Stored data
************

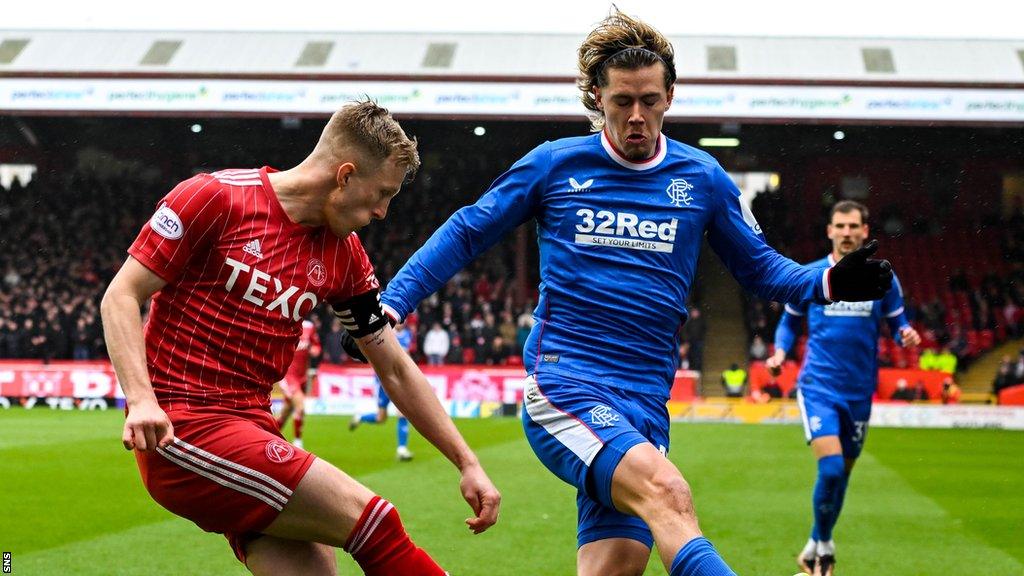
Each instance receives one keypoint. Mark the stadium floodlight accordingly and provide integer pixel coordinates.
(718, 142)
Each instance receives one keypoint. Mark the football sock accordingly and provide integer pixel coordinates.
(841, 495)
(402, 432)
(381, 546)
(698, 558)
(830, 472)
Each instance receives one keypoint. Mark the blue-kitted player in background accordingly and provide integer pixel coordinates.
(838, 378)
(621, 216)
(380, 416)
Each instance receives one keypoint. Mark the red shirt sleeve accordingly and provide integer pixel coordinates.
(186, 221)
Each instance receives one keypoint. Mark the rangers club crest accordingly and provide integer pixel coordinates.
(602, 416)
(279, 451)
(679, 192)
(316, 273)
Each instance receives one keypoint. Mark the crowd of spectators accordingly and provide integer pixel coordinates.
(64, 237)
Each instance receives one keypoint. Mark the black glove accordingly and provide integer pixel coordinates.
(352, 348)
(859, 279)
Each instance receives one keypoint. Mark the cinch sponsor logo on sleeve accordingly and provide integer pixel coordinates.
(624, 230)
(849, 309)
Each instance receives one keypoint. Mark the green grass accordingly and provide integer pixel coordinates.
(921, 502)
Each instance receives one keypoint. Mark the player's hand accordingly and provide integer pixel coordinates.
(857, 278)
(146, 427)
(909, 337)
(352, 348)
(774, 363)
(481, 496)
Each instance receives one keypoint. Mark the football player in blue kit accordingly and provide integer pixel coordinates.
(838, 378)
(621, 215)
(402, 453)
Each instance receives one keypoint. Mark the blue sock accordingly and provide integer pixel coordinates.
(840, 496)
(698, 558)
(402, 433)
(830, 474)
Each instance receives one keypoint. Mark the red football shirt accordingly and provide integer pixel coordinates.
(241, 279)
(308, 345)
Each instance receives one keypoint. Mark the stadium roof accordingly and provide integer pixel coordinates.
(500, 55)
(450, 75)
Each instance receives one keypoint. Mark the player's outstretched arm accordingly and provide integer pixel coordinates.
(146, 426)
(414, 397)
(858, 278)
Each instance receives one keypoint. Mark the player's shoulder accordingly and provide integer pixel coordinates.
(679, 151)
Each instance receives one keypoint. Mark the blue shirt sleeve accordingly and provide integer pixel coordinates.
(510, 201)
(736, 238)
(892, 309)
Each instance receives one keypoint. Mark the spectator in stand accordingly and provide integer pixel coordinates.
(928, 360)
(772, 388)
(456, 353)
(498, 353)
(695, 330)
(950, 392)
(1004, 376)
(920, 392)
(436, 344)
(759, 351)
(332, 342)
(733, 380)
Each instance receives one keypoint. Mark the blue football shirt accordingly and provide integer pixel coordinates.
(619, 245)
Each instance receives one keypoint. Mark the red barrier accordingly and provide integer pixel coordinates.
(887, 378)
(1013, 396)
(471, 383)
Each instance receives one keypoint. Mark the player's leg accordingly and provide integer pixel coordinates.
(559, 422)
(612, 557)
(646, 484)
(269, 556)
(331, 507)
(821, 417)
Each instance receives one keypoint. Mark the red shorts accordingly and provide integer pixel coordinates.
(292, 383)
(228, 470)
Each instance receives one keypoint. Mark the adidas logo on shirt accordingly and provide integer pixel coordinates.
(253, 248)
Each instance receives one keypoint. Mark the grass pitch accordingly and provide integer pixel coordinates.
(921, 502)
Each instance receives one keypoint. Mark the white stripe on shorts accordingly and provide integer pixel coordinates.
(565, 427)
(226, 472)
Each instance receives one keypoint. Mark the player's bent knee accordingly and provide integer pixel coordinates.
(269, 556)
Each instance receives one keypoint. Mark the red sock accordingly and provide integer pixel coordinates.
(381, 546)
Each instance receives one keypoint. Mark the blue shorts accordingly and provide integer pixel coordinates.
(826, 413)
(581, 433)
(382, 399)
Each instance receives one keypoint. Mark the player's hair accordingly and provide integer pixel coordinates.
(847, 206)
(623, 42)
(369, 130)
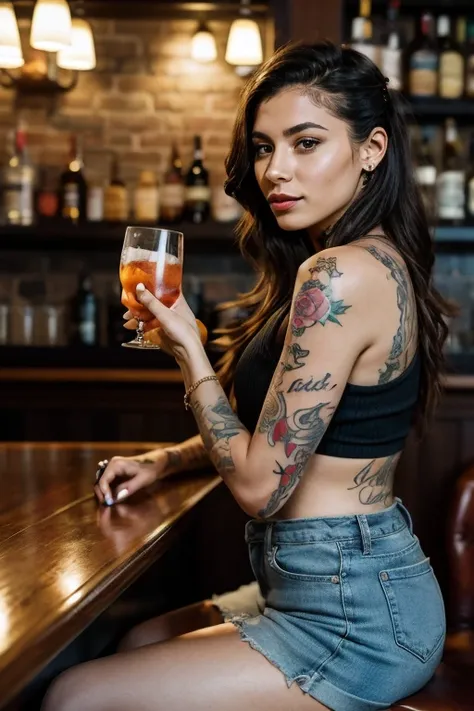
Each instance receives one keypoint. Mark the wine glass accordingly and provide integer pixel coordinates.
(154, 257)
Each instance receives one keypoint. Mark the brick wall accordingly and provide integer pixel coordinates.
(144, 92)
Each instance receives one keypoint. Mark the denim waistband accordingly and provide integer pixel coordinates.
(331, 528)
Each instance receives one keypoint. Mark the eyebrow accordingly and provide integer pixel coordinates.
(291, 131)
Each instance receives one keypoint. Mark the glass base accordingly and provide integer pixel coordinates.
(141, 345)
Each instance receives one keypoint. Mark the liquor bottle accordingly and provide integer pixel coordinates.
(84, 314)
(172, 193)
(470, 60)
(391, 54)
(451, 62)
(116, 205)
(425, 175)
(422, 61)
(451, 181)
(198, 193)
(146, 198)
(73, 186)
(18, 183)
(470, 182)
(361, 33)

************

- Work order -
In transcribing the lines above, omit the images and keep all else exact.

- Output for this exercise -
Each instance receives one keypoint. Mark the stadium floodlight accordingly and provide integer pixel coordinates.
(718, 142)
Each instance receives one keypoint. Mark the football sock accordingly and provide integer pixel coordinates.
(841, 495)
(402, 432)
(381, 546)
(698, 558)
(830, 472)
Each instance receives one keypoint. Mark the blue-kitted player in background accordingly and provide integer pixel coordinates.
(838, 378)
(621, 216)
(380, 416)
Each instance receives one keypoint. Mark the red shirt sleeve accordingly and provide integer pixel coordinates.
(186, 221)
Each instance receives one keypoint. Mark the rangers club crest accordingly and provide integer pixel coordinates.
(602, 416)
(279, 451)
(679, 192)
(316, 273)
Each instance receives one keypoint. Mark the crowd of spectators accordingly and provide integer pixel coordinates.
(64, 237)
Each instance receives one keypoint. Mark the black glove accordingly and provide integer pixel coordinates.
(352, 348)
(859, 279)
Each instance receives one keypoint. Mark the cinch sponsor logo on sleeve accordingly and provide integer pixel coordinates.
(624, 230)
(849, 309)
Each instance receives one keypoint. Mark the green grass accordingly and provide integer pixel coordinates.
(921, 502)
Each instance receives one keypoint. Mark the player's hand accordingly and provide integer pixel coordinates.
(857, 278)
(146, 427)
(909, 337)
(352, 348)
(774, 363)
(481, 496)
Each instance receives one keypoint. Mark the football player in blue kit accordingly and provide integer pixel coordinates.
(838, 378)
(621, 215)
(402, 453)
Each instance receives one keypoint. Mark the blue sock accordingly and provide integer pixel coordinates.
(840, 496)
(698, 558)
(402, 433)
(830, 474)
Each instance receives one keypoint. Mark the red football shirt accordingly and provide integer pixel coordinates.
(241, 279)
(308, 345)
Each instance receives one keypoint. Mark the stadium roof accordingly and provide integer pixel coordinates.
(500, 55)
(450, 75)
Each instance receives one keypoint. Mark the player's outstretched arm accordingly and provide integer pixel coordinates.
(146, 426)
(414, 397)
(858, 278)
Each instance receives one keypoint. Mark the player's shoulder accordingly and provide integer pixel coordinates.
(679, 151)
Each instance receives one keypoint. Mark the blue shirt sleeve accordingly and provide integer pixel coordinates.
(510, 201)
(736, 238)
(892, 309)
Each instance receives one keypoint. Mark the spectator in stand accordingly and provide integer pixel coordinates.
(928, 360)
(772, 388)
(456, 353)
(498, 353)
(695, 330)
(950, 392)
(1004, 376)
(920, 392)
(436, 344)
(759, 351)
(332, 342)
(733, 380)
Each instance receives one keypoint. Mark the blue football shirt accordingly and provide integer pixel coordinates.
(619, 245)
Each instance receives one keypoint. Mark the red barrier accordingly and provide integer pixel coordinates.
(887, 378)
(1013, 396)
(471, 383)
Each instance receives one keypoint. Mark the player's leg accordingly and provide integer pixel coordinates.
(559, 422)
(612, 557)
(646, 484)
(269, 556)
(331, 507)
(821, 417)
Each instance receives one keypoint. Mark the red shorts accordingly and provide integer pixel coordinates.
(292, 383)
(228, 470)
Each instance receives one keypoint. Mark the adidas logo on shirt accordingly and provide integer pixel coordinates.
(253, 248)
Each instance receives one keypoint. Mark the grass pitch accordingly and provide integer pixel coordinates.
(921, 502)
Each instance receives one keypoint. Mark the white stripe on shorts accordingly and provide integer pixel coordinates.
(565, 427)
(226, 472)
Each instance receives one keypoint. Mark the player's bent knee accordingly and provide integer pixel coordinates.
(269, 556)
Each instance receives one keypoint. Mark the red sock accordingly and provide integer pixel coordinates.
(381, 546)
Each instance receives one keypoint. Mark the blue shorts accordingly and provide integer pixel coordinates.
(826, 413)
(581, 433)
(382, 399)
Each instance receives one keypoint. Mark the player's hair accordingly and provide integer pixel coordinates.
(847, 206)
(623, 42)
(369, 130)
Each instance receives one keypoint. Mark the wine glass accordingly and provide integer pixel coordinates.
(154, 257)
Each instance receives one keypoint. Mark the brick wall accordingly and provide integer pixel coordinates.
(144, 92)
Each instance receives one keypoint. Mark the denim waistband accordingly and provide integer pixel coordinates.
(331, 528)
Each instance receives one keypoint. Mark the eyebrow accordingly and provide integer pixel coordinates.
(291, 131)
Each instance receives one keypoint. Mark the glass base accordingly and provide integer pixel coordinates.
(141, 345)
Each instance receives one keypoint. Mark the liquor bottle accordingly and provide integer pixel coordinates.
(84, 314)
(172, 193)
(470, 60)
(391, 54)
(451, 62)
(116, 205)
(425, 175)
(422, 61)
(451, 181)
(198, 193)
(146, 198)
(73, 186)
(18, 183)
(470, 182)
(361, 33)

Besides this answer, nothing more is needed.